→ PROBLEM DESCRIPTION: Write out only the lines running from the one that contains "In this picture, where can the floral" to the end of the material, both ends included.
::: DATA LINES :::
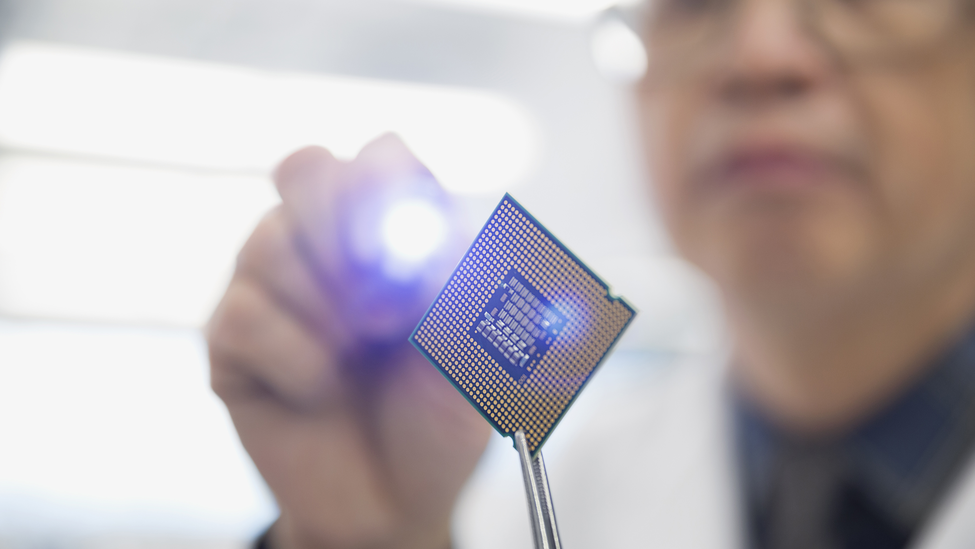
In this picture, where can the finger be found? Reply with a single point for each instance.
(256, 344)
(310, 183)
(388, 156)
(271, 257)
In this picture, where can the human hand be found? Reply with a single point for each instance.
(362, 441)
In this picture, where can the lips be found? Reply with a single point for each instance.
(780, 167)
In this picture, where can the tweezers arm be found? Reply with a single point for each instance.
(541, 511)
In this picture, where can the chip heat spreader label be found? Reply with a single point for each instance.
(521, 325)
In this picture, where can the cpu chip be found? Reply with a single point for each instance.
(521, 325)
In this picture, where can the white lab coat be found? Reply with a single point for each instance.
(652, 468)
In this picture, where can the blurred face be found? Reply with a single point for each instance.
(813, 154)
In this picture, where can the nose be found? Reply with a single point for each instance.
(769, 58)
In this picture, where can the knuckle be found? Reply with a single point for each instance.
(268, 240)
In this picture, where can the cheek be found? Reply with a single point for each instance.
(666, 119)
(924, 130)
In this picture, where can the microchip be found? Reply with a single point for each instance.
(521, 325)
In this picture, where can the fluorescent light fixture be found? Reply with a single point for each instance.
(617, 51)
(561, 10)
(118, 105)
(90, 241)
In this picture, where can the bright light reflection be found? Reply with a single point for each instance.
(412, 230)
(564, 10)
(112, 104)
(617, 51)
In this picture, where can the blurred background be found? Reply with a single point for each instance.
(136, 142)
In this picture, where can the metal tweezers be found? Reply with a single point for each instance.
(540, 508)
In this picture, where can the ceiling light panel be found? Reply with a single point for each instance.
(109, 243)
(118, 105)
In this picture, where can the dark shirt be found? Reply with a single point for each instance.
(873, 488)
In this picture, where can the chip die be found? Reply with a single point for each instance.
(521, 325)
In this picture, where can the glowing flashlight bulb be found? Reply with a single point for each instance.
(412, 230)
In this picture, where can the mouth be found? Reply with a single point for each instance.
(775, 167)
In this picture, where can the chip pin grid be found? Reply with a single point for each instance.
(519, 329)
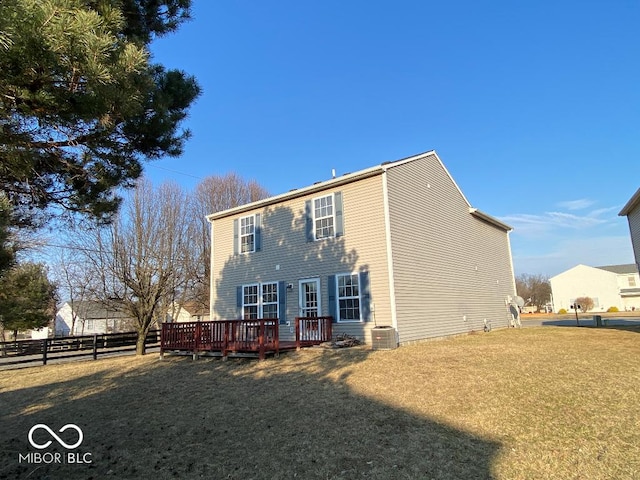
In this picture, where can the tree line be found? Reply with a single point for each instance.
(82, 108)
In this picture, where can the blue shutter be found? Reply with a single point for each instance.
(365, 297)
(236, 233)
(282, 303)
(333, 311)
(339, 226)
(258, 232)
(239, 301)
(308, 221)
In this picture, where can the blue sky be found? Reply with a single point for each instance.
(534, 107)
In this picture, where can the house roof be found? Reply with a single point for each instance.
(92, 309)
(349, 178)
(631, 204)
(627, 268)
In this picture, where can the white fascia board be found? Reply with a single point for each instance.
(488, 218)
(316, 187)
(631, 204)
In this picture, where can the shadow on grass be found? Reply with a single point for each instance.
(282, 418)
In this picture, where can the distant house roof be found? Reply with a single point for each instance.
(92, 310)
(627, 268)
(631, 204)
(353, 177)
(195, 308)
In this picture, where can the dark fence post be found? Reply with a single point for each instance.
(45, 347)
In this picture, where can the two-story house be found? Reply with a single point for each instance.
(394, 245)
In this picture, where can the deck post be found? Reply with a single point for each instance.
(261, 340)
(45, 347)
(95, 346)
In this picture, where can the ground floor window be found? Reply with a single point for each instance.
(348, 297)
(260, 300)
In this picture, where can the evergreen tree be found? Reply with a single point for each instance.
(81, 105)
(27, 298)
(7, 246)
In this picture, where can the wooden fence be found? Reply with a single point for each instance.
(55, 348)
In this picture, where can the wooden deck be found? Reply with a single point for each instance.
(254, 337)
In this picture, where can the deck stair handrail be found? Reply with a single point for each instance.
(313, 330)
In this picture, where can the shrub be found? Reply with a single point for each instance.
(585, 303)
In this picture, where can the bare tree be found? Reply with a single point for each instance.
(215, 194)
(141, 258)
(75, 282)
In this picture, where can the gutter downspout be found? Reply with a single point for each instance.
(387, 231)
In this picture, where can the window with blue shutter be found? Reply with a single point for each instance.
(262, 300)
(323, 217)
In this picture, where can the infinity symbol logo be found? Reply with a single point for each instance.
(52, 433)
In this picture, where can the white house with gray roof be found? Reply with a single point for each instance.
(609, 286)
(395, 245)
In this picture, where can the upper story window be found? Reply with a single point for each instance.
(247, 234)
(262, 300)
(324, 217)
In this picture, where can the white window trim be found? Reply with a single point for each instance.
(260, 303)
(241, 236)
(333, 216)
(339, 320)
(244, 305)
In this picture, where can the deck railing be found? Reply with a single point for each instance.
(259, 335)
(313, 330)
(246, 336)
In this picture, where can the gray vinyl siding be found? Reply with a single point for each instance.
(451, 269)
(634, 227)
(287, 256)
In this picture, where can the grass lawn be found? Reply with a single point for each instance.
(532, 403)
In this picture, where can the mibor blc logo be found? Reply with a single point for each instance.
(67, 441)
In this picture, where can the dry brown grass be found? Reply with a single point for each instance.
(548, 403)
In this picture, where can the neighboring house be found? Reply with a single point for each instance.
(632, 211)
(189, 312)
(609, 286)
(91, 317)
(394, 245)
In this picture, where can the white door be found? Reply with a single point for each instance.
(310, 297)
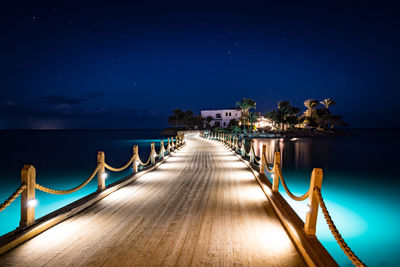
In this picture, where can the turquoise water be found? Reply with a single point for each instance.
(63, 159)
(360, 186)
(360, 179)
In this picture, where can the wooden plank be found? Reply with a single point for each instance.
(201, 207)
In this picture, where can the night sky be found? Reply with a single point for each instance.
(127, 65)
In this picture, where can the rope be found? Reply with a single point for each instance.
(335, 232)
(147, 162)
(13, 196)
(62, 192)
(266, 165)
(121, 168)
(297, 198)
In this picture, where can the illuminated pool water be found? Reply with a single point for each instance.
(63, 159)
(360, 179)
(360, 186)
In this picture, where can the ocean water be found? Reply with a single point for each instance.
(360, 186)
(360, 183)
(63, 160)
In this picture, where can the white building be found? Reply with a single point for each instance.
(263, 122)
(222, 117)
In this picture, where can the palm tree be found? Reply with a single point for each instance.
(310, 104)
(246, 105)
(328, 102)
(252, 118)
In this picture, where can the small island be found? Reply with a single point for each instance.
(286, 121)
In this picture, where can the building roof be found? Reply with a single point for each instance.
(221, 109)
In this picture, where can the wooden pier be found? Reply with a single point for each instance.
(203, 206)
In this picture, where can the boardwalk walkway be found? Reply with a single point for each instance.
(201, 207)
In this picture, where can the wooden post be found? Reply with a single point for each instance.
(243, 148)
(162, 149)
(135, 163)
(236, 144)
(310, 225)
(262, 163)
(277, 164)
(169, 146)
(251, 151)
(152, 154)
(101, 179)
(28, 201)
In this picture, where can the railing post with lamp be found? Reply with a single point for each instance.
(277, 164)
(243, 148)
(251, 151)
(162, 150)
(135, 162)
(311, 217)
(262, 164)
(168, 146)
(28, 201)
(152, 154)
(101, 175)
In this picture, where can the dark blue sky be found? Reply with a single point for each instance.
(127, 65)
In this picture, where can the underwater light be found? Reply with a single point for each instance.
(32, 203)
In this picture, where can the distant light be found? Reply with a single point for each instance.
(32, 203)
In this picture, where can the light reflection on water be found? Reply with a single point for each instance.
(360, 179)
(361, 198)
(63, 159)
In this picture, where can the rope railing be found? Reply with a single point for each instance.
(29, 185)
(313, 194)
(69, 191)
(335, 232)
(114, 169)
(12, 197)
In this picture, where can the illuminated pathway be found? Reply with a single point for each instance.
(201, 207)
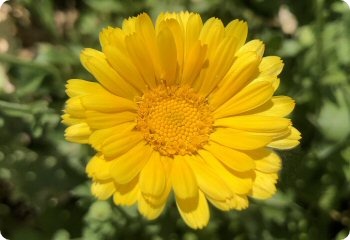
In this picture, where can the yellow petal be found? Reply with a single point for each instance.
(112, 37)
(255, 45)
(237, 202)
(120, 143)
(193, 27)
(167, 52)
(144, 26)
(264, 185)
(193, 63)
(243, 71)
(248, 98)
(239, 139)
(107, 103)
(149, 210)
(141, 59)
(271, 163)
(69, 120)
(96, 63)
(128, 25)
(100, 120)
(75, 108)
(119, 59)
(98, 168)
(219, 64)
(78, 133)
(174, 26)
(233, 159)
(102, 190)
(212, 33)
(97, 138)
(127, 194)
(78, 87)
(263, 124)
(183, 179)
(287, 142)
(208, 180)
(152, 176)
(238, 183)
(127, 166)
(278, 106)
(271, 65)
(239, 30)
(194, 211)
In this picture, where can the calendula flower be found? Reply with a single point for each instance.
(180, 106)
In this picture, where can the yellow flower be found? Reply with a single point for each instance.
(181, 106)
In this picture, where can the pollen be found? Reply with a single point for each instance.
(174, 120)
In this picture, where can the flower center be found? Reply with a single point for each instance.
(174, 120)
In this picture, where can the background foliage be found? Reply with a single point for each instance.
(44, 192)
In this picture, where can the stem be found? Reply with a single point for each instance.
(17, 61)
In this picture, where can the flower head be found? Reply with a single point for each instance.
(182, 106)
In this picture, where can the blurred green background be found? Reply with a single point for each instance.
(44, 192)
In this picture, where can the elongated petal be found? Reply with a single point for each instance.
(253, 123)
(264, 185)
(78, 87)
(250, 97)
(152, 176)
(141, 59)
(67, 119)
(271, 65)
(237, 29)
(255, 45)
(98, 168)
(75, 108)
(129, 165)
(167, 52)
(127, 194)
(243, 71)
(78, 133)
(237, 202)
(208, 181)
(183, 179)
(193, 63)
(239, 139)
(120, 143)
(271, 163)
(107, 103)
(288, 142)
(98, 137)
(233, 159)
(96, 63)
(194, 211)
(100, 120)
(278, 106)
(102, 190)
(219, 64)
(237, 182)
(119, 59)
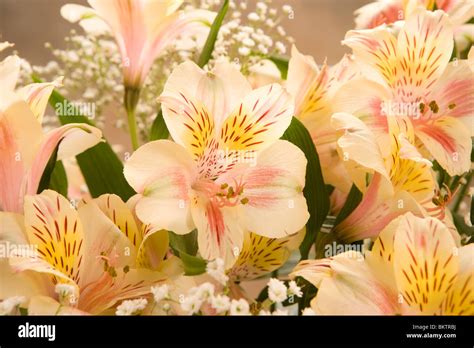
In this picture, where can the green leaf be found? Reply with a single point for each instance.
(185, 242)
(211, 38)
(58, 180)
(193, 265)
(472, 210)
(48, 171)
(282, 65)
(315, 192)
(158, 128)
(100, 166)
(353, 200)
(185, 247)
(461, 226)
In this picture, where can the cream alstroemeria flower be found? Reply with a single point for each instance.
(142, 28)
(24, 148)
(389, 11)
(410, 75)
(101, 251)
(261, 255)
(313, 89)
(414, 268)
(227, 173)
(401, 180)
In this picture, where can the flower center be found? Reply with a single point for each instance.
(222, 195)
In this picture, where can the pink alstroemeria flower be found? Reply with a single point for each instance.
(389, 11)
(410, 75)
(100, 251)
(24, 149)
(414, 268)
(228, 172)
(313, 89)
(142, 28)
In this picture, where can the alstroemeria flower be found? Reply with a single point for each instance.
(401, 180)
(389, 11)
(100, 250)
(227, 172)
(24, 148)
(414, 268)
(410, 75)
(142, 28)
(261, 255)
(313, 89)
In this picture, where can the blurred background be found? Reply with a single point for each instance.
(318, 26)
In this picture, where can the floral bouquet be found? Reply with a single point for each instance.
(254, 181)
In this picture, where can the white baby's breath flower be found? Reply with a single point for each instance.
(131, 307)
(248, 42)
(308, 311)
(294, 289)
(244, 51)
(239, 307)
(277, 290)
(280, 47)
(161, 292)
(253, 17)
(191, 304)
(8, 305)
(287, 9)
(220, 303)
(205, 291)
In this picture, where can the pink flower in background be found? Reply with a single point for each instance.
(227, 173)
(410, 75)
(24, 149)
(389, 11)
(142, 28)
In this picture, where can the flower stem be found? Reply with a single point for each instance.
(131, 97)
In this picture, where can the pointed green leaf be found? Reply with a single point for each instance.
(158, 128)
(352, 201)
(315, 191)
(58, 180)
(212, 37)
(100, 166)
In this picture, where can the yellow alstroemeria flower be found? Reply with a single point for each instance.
:::
→ RESPONSE TO THIS EXERCISE:
In this picture, where can the floral bouquet be found? Reply with a single point for each instance.
(254, 181)
In this picture, where can the white baby's breath flower be found? Reply with a single point for each instance.
(131, 307)
(248, 42)
(308, 311)
(294, 289)
(244, 51)
(239, 307)
(277, 290)
(280, 47)
(161, 292)
(253, 17)
(191, 304)
(8, 305)
(287, 9)
(220, 303)
(205, 291)
In this picture, where can the pink flower in background be found? Reply with a single point for each instance.
(227, 173)
(410, 75)
(24, 149)
(389, 11)
(142, 28)
In this picture, where can the flower stem be found? Reply with a single point for each instance.
(131, 97)
In this picture, where can the pointed green leaf be found? Reply with a single point for each instance.
(158, 128)
(352, 201)
(315, 191)
(58, 180)
(212, 37)
(100, 166)
In this picture, where can the yellow alstroemeria flower be found? Reply with a single point for each instance.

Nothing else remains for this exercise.